An Ecological Constitution

Turkey is the latest country to engage in a discussion about affording constitutional rights to Mother Earth. Following the example of Ecuador – the first country in the world to grant inalienable rights to Mother Nature – and Bolivia, some 40 Turkish politicians, academics and lawyers have organized the Initiative for an Ecological Constitution (IEC), which calls for an ecological approach to the country’s constitution.

Noting that the constitution is currently under review, Turkey’s Green Party spokesperson Ümit Şahin – one of 40 people involved in the IEC – said, “As Turkey has been talking about making a new constitution, which is supposed to value the individual, then we should be talking about an ecological approach to it.”

==============================

Work to do
a - Reproduce word for word everything in the ecological constitution article from "Turkey is the" down to "the country’s constitution.".
b - Pick up the ecological constitution article after its final sentence and write what comes next.
The listing that comes next is separate material, unrelated to the ecological constitution article.

Collected data
==============================

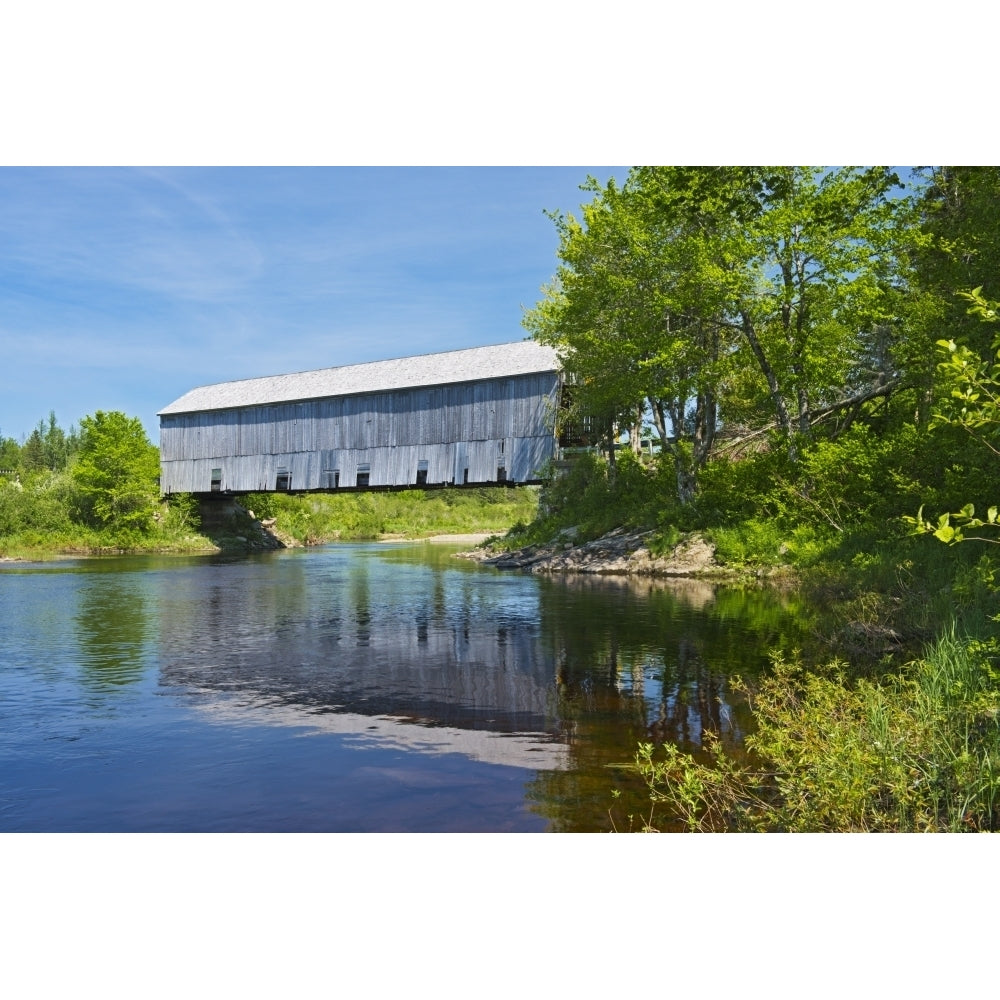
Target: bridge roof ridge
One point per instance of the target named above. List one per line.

==============================

Answer set
a -
Turkey is the latest country to engage in a discussion about affording constitutional rights to Mother Earth. Following the example of Ecuador – the first country in the world to grant inalienable rights to Mother Nature – and Bolivia, some 40 Turkish politicians, academics and lawyers have organized the Initiative for an Ecological Constitution (IEC), which calls for an ecological approach to the country’s constitution.

b -
Şahin went on to name Ecuador and Bolivia as the group’s role models. Ecuador was the first country in the world to grant rights to Mother Earth. According to a blog by Andrew Revkin published on the New York Times in September 2008, Ecuador’s Constitutional Assembly worked with the Community Environmental Legal Defense Fund, a Pennsylvanian group providing legal assistance to governments and community groups trying to mesh human affairs and the environment. Together, they wrote the provisions in Ecuador’s Constitution that redefined people’s legal relationship with nature in the country.

More recently, Bolivia forwarded a piece of legislation called la Ley de Derechos de la Madre Tierra (the Law of Mother Earth), intended to encourage a radical shift in conservation attitudes and actions, to enforce new control measures on industry, and to reduce environmental destruction.

The IEC is hoping to build on these key precedents to pressure politicians after the June 12 general election in Turkey. After the elections, the new Parliament is expected to make a new constitution, which will provide an opportunity for the IEC to present a case for an ecological model.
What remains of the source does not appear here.